# START OF Material for this exercise
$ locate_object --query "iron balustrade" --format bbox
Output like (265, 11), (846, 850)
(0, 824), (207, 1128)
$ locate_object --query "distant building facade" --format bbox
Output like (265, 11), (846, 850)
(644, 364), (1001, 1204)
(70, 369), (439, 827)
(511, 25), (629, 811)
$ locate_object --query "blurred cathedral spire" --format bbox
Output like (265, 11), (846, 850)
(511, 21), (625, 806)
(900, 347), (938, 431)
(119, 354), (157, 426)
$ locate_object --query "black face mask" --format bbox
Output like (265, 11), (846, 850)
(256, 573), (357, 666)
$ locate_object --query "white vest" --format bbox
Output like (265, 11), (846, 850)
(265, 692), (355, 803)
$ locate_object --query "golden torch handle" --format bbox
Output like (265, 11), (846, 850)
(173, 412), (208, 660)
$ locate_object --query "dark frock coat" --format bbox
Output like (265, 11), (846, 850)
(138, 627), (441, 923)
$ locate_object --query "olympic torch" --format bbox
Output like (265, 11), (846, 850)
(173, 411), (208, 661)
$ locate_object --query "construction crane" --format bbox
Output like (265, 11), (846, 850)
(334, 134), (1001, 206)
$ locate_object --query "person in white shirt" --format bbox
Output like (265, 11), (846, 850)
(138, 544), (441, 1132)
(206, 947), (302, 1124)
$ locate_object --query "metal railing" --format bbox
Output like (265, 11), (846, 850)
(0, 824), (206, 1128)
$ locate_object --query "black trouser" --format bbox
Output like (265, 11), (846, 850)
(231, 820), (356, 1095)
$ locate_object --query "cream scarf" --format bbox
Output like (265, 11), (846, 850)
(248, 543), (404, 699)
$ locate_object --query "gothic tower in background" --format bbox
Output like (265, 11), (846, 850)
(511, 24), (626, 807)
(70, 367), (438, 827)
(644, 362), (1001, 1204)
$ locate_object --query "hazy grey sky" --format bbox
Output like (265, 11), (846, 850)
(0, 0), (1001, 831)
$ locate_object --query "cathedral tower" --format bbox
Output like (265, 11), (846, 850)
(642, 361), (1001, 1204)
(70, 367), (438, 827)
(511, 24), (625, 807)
# END OF Material for this exercise
- [Directions] Print all of the stored data above again, line for line and without any changes.

- [Answer to the task]
$ locate_object --query "iron balustrade" --format bbox
Output like (265, 11), (846, 850)
(0, 824), (207, 1128)
$ locate_object --query "distant building facade" --format bbox
Output like (265, 11), (846, 850)
(644, 364), (1001, 1204)
(70, 369), (439, 827)
(511, 25), (629, 811)
$ locate_object --query "blurred cathedral spire" --format bbox
Output like (265, 11), (846, 850)
(511, 21), (625, 806)
(900, 347), (938, 431)
(119, 354), (157, 426)
$ locate_object --query "black face mask" --format bbox
Output like (265, 11), (846, 850)
(256, 573), (357, 666)
$ locate_object --query "white vest" --format bbox
Output like (265, 11), (846, 850)
(265, 692), (355, 803)
$ locate_object --query "golden torch handle" --format bbox
Output like (265, 11), (846, 850)
(173, 412), (208, 660)
$ locate_object --query "dark frock coat" --format bbox
Output like (265, 11), (846, 850)
(138, 627), (441, 923)
$ locate_object --query "olympic torch" --format bbox
Output like (265, 11), (846, 850)
(173, 411), (208, 661)
$ locate_object --query "construction crane" --format bbox
Output like (265, 11), (846, 850)
(334, 134), (1001, 206)
$ locate_object --query "person in white shirt" --format bbox
Output like (265, 11), (846, 850)
(138, 544), (441, 1132)
(206, 947), (302, 1124)
$ locate_object --query "metal railing" --format bbox
Output like (265, 11), (846, 850)
(0, 824), (206, 1128)
$ locate_object --query "black trouser" --format bbox
Output like (265, 11), (846, 850)
(231, 820), (356, 1095)
$ locate_object --query "cream scarf" --format bbox
Output like (265, 11), (846, 850)
(248, 543), (404, 699)
$ locate_object --query "gothic tower in background" --format bbox
Output like (265, 11), (846, 850)
(511, 24), (626, 807)
(70, 367), (438, 827)
(644, 362), (1001, 1204)
$ locate_object --query "hazy grey sky" --format bbox
Output like (265, 11), (846, 850)
(0, 0), (1001, 831)
$ locate_object --query "cathedral tower" --format bbox
Output like (265, 11), (846, 850)
(642, 361), (1001, 1204)
(70, 367), (438, 827)
(511, 24), (625, 807)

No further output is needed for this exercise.